◆ Source passage:
I find it terrifying that so many of the zero-foresight fluffy tendency inhabit the medical profession, because one day I might need one of them to remove something from my brain; and I’d hate to think that while doing so, the surgeon might think ‘Ah, here’s a left cerebral lobe – he won’t be needing that…I’ll take it out while I’m here’.
Ms Pollock wants you to know that rugby scrums are dangerous. She has done research, so she has, and the finding is inescapable: the “commonest phase of play causing injury” is the scrum. What’s more, the most common injuries resulting from scrums are head, face and shoulders. Not livers or toes then?
“Scrums should be banned,” she opined, “the sport is not safe enough for schoolchildren, and not enough is being done to protect the safety of children”.
Allyson is devoid of views about how the game of rugby will be played without scrums, or indeed what might replace them. The kids could engage in tickling contests perhaps, or focus groups to decide which way the ball should exit – and whether hookers should be called something less offensive. Like receivers, for example.

◆ Recorded information:
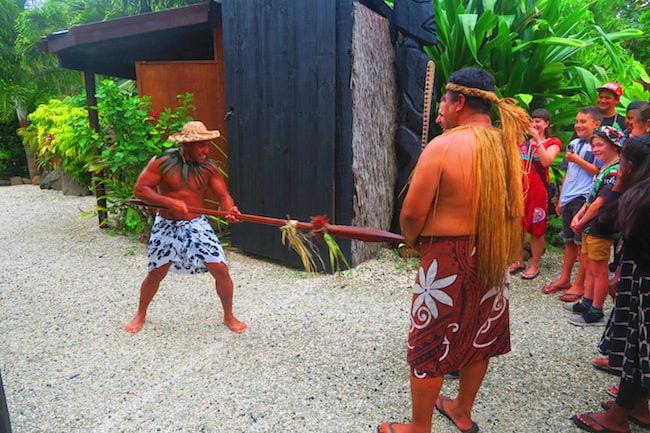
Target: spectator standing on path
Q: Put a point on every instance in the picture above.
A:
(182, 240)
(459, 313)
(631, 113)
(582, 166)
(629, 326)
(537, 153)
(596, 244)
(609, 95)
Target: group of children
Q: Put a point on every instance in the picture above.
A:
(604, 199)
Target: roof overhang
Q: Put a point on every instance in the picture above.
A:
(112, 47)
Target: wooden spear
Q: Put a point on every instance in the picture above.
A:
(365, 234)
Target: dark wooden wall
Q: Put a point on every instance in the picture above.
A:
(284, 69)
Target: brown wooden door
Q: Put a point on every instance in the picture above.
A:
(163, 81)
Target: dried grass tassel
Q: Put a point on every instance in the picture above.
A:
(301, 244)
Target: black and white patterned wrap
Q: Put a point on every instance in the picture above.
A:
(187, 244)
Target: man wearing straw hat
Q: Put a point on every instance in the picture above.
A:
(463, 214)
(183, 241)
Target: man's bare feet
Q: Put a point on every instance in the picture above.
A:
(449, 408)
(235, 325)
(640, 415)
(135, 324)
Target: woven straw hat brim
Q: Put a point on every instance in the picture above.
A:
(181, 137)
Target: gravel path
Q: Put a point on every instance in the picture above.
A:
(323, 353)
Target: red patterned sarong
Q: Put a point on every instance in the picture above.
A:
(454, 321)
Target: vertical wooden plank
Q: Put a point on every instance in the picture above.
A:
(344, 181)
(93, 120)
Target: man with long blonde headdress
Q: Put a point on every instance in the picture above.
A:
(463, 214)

◆ Work task 1:
Decide whether each statement agrees with the column on rugby scrums. Answer yes or no for each, and quote the words from the column that settle it.
(a) Ms Pollock's research found that the scrum is the phase of play that most often causes injury.
(b) Ms Pollock suggested what could replace scrums.
(c) Scrums most often injure the legs.
◆ Work task 2:
Carry on the column about rugby scrums, starting after its final sentence.

◆ Exercise result 1:
(a) Yes: "the “commonest phase of play causing injury” is the scrum"
(b) No: "Allyson is devoid of views about how the game of rugby will be played without scrums, or indeed what might replace them"
(c) No: "the most common injuries resulting from scrums are head, face and shoulders"

◆ Exercise result 2:
This news broke on the BBCNews website, and there are times when I wonder if some welcome renegade is lying under deep cover inside Auntie, emerging occasionally to release entirely false stuff in order to warn us all of where Harmanism might lead. But having watched Mark Thompson on the Marr Show this morning, I have to conclude that the stubbly intellectual gnome now laughably called Director General of the BBC almost certainly agrees with Allyson Pollock.
There is a subject called social anthropology. There are also things called competitive sport, character-forming experiences, hard knocks, commonsense and the triumph of a sensible majority over a minute percentage of those who have lost their reason.
That a senior medical professor could put forward such bad social science in the light of two major British sporting failures is appalling, but not surprising. As The Slog has said many times before, we should not let any doctors anywhere near decisions of national importance: they may well be surgically and remedially qualified, but most of them are judgementally challenged.